**TREŚĆ DOKUMENTU:**
□ □ □ □ □

Temat: cardio tworzy skinny fata?

W jednym z watkow (https://vitalia.pl/forum22,987160,0_Jaka-to-aktywn... dziwczyny napomknely o tym, zeby lepiej nie robic cardio bo z czasem coraz trudniej spala sie tluszcz, ale co gorsze calkiem pali sie miesnie i wychodzi skinny fat. https://www.facebook.com/dontdocardio/ - na tej stronie pisza, ze cardio powinno sie robic do 60min tygodniowo. Ja co drugi dzien jezdze na rowerku albo cwicze na orbitreku po 45min. Poza tym joga, pilates, czasami basen. To oznacza, ze z fata ktorym teraz jestem moge co najwyzej stac sie skinny fatem? No wiec czy taka iloscia cardio popsuje sobie matabolizm? Jeszcze taki obrazek znalazlam:

A i jeszcze cos, jesli na rowerze albo orbitreku wybiore opcje interwalowa, to bedzie lepiej czy ostatecznie niewielka roznica?

I jeszcze jeden obrazek z tej strony: nic nie robienie a jedynie trzymanie diety jako najlepsza metoda na utrate tkanki tluszczowej, na drugim miejscu trening silowy i ogolnie nie mam nic przeciwko niemu, ale najbardziej lubie rower.

□ □ □ □ □

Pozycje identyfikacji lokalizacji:
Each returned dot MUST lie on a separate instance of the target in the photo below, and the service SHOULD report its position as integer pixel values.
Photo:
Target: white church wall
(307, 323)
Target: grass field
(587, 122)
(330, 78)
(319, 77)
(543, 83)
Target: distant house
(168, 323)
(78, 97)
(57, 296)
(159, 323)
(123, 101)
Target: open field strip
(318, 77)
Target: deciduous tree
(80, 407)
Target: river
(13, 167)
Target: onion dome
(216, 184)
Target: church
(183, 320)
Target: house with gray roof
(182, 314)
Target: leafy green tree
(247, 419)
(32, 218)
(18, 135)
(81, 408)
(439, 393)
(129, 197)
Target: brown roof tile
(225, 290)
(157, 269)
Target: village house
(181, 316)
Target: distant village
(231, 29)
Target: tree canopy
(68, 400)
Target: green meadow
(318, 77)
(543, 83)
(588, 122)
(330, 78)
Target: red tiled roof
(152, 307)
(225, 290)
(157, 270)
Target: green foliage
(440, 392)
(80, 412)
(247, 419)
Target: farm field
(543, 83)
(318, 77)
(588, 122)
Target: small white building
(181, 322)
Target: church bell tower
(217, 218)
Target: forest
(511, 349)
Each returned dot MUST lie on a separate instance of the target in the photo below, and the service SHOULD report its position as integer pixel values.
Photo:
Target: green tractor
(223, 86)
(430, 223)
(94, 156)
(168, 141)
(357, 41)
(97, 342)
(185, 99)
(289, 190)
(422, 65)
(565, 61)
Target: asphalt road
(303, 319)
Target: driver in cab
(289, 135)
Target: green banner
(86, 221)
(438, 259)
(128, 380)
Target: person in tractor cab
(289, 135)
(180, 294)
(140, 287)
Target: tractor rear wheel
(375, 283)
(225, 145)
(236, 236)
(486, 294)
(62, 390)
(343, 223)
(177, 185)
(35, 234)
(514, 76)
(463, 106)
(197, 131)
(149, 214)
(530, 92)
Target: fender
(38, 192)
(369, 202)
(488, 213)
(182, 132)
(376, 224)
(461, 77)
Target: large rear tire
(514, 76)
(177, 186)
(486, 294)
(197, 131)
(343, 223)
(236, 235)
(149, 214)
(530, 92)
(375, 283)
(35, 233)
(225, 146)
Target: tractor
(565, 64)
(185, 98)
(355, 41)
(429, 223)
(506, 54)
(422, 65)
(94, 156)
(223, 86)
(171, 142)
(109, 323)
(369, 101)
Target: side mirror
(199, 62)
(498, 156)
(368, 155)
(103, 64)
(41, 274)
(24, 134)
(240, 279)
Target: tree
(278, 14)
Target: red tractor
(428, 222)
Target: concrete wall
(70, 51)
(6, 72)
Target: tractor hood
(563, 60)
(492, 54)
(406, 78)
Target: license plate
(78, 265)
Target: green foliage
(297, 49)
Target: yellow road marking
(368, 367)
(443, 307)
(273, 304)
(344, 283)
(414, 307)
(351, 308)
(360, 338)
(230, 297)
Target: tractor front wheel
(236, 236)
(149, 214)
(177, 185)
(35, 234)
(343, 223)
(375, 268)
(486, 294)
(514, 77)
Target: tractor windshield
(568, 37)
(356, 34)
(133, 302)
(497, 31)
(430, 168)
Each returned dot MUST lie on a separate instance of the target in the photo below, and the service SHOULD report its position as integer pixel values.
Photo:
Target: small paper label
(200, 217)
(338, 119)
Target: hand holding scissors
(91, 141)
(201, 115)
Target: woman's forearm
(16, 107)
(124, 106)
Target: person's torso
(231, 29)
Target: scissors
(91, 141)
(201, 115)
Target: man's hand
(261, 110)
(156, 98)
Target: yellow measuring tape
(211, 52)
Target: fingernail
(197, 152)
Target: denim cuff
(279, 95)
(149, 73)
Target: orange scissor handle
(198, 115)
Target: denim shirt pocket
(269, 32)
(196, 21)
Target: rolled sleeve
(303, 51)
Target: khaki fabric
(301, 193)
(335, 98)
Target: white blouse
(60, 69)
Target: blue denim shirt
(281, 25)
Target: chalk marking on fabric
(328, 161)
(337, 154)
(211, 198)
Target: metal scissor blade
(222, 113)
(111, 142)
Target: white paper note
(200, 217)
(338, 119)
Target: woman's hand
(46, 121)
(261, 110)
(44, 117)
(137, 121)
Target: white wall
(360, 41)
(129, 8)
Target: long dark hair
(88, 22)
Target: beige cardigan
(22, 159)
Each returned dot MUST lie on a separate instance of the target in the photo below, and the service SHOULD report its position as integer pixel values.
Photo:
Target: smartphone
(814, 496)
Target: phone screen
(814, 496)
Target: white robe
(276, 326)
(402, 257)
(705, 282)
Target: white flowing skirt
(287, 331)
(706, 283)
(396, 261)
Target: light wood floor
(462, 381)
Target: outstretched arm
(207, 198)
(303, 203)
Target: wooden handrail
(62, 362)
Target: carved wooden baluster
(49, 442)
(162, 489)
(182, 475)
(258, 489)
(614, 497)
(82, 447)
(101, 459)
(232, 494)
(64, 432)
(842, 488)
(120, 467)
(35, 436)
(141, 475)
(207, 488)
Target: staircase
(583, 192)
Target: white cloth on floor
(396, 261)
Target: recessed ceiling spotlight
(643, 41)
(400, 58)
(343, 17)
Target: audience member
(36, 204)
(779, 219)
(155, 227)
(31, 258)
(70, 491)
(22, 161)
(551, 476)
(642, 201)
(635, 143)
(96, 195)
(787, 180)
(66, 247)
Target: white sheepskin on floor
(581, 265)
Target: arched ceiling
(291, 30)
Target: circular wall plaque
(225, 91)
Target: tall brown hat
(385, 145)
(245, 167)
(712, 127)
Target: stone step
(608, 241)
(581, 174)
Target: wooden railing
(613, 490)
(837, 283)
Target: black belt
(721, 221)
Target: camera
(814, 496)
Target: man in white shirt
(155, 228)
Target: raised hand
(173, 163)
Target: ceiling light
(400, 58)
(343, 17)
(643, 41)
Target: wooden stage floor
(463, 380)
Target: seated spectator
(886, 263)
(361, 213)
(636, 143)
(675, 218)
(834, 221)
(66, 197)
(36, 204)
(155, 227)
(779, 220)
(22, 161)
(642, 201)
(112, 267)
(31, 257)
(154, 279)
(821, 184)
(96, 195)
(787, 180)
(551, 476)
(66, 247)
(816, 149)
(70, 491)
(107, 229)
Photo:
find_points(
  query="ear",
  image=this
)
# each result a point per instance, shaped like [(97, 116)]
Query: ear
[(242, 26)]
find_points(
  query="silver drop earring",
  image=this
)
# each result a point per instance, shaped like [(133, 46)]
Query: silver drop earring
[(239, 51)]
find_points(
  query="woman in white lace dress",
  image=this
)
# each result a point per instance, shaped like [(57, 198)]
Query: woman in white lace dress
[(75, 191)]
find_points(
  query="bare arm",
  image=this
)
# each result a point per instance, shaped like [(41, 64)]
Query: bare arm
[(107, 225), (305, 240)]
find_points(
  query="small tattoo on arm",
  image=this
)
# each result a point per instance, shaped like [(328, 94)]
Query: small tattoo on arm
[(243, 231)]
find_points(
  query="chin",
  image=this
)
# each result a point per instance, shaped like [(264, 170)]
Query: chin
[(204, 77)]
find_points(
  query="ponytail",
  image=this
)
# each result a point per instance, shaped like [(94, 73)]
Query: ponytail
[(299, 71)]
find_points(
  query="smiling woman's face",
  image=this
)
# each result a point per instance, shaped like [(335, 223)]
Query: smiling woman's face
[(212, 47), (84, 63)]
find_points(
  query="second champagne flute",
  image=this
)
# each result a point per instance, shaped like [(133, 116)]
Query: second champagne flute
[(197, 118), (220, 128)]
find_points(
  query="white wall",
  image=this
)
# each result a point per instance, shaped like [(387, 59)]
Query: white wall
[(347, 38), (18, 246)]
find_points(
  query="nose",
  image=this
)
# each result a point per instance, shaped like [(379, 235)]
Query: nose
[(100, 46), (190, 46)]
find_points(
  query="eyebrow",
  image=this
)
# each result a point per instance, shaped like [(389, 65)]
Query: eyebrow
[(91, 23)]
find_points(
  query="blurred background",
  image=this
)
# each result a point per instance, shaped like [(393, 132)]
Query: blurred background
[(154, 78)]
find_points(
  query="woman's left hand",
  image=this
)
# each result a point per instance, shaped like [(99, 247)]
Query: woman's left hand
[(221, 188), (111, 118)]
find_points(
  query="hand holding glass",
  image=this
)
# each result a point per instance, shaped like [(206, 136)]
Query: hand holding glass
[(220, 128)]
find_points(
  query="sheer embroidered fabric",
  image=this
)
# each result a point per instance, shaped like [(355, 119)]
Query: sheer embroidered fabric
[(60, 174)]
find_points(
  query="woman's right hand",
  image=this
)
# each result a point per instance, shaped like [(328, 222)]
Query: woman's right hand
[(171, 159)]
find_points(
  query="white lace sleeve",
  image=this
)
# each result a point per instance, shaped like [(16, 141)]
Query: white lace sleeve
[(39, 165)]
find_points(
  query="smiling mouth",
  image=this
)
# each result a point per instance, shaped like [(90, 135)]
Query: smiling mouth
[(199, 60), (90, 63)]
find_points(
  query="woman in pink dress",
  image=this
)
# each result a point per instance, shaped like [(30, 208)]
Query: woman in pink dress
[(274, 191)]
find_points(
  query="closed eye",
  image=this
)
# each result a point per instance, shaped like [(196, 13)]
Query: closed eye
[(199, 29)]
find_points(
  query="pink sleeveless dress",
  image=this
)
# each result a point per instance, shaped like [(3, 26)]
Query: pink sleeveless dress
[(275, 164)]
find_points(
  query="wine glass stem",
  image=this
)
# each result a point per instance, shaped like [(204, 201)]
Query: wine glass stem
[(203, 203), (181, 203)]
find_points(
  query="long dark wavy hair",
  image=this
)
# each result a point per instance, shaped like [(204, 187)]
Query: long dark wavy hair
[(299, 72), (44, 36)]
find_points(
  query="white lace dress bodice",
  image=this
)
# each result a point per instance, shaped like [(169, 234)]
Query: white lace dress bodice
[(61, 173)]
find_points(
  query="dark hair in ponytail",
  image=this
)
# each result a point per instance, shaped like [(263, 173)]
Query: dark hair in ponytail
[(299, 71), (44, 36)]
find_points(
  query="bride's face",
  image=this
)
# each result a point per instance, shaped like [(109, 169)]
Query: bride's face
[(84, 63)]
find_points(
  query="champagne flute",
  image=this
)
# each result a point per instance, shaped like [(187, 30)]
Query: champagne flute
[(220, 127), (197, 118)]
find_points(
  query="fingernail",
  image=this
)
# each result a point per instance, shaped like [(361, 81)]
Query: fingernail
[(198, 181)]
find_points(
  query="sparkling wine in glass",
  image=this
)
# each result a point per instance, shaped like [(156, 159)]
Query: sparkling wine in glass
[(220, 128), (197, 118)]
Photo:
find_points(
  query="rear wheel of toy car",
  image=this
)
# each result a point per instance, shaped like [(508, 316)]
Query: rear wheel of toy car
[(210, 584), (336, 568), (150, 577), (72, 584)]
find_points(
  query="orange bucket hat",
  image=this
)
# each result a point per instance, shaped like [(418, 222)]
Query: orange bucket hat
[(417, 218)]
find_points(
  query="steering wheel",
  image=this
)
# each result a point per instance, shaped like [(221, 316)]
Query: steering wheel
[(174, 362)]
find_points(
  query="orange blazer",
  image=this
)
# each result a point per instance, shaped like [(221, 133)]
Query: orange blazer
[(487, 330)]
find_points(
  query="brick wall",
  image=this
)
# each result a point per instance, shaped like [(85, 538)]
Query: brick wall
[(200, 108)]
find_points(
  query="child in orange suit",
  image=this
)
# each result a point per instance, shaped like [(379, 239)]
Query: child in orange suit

□ □ □ □ □

**POLECENIA DO WYKONANIA:**
a - Proszę przekształcić w tabelę Markdown z kolumnami „Nr” i „Treść” te wiersze, które leżą między wierszem zawierającym „Target: black belt” a wierszem zawierającym „[(75, 191)]”, włącznie z nimi, z pominięciem pustych linii.
b - Proszę dopisać dalszy ciąg wpisu o cardio, zaczynając od miejsca, w którym się on kończy.
Wpis o cardio nie ma żadnego związku z wierszami.

**ODPOWIEDZI PO KOLEI:**
a -
| Nr | Treść |
|---|---|
| 1 | Target: black belt |
| 2 | (721, 221) |
| 3 | Target: camera |
| 4 | (814, 496) |
| 5 | Target: man in white shirt |
| 6 | (155, 228) |
| 7 | Target: raised hand |
| 8 | (173, 163) |
| 9 | Target: ceiling light |
| 10 | (400, 58) |
| 11 | (343, 17) |
| 12 | (643, 41) |
| 13 | Target: wooden stage floor |
| 14 | (463, 380) |
| 15 | Target: seated spectator |
| 16 | (886, 263) |
| 17 | (361, 213) |
| 18 | (636, 143) |
| 19 | (675, 218) |
| 20 | (834, 221) |
| 21 | (66, 197) |
| 22 | (36, 204) |
| 23 | (155, 227) |
| 24 | (779, 220) |
| 25 | (22, 161) |
| 26 | (642, 201) |
| 27 | (112, 267) |
| 28 | (31, 257) |
| 29 | (154, 279) |
| 30 | (821, 184) |
| 31 | (96, 195) |
| 32 | (787, 180) |
| 33 | (551, 476) |
| 34 | (66, 247) |
| 35 | (816, 149) |
| 36 | (70, 491) |
| 37 | (107, 229) |
| 38 | Photo: |
| 39 | find_points( |
| 40 |   query="ear", |
| 41 |   image=this |
| 42 | ) |
| 43 | # each result a point per instance, shaped like [(97, 116)] |
| 44 | Query: ear |
| 45 | [(242, 26)] |
| 46 | find_points( |
| 47 |   query="silver drop earring", |
| 48 |   image=this |
| 49 | ) |
| 50 | # each result a point per instance, shaped like [(133, 46)] |
| 51 | Query: silver drop earring |
| 52 | [(239, 51)] |
| 53 | find_points( |
| 54 |   query="woman in white lace dress", |
| 55 |   image=this |
| 56 | ) |
| 57 | # each result a point per instance, shaped like [(57, 198)] |
| 58 | Query: woman in white lace dress |
| 59 | [(75, 191)] |

b -
Kardio = strata czasu? - Mit kalorii J. Bajor

"Wiemy już, że ograniczenie jedzenia jest nieefektywne. A gdybyśmy wykonywali więcej ćwiczeń aerobowych? Z perspektywy naszego organizmu między jednym a drugim nie ma właściwie różnicy. Zużywanie większej liczby kalorii daje takie same efekty, co przyjmowanie mniejszej.

(...) Nie twierdzę oczywiście, że ćwiczenia nie mają sensu. Nieefektywne są jednak tradycyjne aktywności o wysokim natężeniu i umiarkowanej intensywności, takie jak bieganie. Aktywności o niskiej intensywności i natężeniu, takie jak spacery dają niesamowite efekty dla zdrowia. Aktywności o niskim natężeniu i wysokiej intensywności np. wyczerpujący trening siłowy, są kluczowe dla obniżenia wagi genetycznej.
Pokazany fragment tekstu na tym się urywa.